◆ Task description:
Will you give every entry again exactly as it stands?

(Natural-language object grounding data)
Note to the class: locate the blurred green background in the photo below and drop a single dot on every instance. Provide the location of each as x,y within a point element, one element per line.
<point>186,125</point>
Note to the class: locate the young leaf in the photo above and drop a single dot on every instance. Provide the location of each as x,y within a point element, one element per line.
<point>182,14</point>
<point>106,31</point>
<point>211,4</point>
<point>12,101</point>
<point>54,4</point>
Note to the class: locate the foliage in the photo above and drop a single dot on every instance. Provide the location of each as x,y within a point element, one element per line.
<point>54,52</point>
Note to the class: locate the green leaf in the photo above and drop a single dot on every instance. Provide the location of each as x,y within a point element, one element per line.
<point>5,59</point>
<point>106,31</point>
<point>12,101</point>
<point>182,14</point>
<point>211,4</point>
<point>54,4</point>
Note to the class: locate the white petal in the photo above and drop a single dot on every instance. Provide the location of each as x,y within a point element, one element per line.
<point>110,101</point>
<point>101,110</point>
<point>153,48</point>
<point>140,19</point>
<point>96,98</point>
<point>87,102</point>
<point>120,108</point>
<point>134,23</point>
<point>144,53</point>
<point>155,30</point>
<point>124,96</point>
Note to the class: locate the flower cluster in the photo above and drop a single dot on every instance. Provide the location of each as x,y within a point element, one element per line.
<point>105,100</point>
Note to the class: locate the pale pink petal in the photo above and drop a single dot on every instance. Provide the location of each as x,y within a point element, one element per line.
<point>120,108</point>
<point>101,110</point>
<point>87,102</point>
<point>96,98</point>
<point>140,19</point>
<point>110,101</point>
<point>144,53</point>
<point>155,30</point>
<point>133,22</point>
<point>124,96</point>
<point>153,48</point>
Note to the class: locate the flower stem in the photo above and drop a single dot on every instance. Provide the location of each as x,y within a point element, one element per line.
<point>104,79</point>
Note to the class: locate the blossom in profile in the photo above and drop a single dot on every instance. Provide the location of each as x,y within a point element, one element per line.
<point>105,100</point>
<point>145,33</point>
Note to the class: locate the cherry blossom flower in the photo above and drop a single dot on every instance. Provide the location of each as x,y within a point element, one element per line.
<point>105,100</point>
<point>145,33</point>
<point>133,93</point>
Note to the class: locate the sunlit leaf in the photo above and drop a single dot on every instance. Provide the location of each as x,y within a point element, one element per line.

◆ Response:
Note to the class: locate the blurred green background in the photo below and drop a single dot on every instance. Provide the location of each as x,y within a point element, one element per line.
<point>186,125</point>
Note to the class: locate the young leaf in the photo above and drop a single dot on every instance. Provide the location of each as x,y within a point element, one element per line.
<point>182,14</point>
<point>106,31</point>
<point>211,4</point>
<point>12,101</point>
<point>54,4</point>
Note to the class: locate the foliage in the photo above and drop a single dot on every instance. Provide the location of each as x,y within a point element, one element per line.
<point>54,52</point>
Note to the class: locate the green leaf in the photo above and drop a single dot on every instance. Provide the location of each as x,y within a point element, one element per line.
<point>5,59</point>
<point>106,31</point>
<point>12,101</point>
<point>182,14</point>
<point>211,4</point>
<point>54,4</point>
Note to the class: locate the white petal in the photo above and drop a single dot on every instance. Provide the location of each as x,y within a point element, one element per line.
<point>110,101</point>
<point>101,110</point>
<point>153,48</point>
<point>140,19</point>
<point>96,98</point>
<point>87,102</point>
<point>120,108</point>
<point>134,23</point>
<point>144,53</point>
<point>155,30</point>
<point>124,96</point>
Note to the class: locate the flower cluster in the photo above and drop a single dot on every instance. Provide the location of each as x,y within a point element, one element per line.
<point>105,100</point>
Note to the class: locate the pale pink petal in the photo above and drop a single dot on every instance. Provide the location of each as x,y within a point element, one element per line.
<point>120,108</point>
<point>101,110</point>
<point>87,102</point>
<point>96,98</point>
<point>140,19</point>
<point>110,101</point>
<point>144,53</point>
<point>155,30</point>
<point>133,22</point>
<point>124,96</point>
<point>153,48</point>
Note to the class: locate the flower stem in the photo above and drop a single dot on every instance. Provide the location of each as x,y within a point element, one element per line.
<point>104,79</point>
Note to the class: locate the blossom in profile in the photo above and drop a single dot on every instance. Provide the location of each as x,y within a point element, one element per line.
<point>105,100</point>
<point>145,33</point>
Note to the class: locate the cherry blossom flower in the photo above and drop a single dot on every instance. Provide the location of each as x,y within a point element, one element per line.
<point>105,100</point>
<point>145,33</point>
<point>133,93</point>
Note to the class: locate the sunlit leaf in the photo above and drop a single dot on every instance. Provide the location of each as x,y within a point element, one element per line.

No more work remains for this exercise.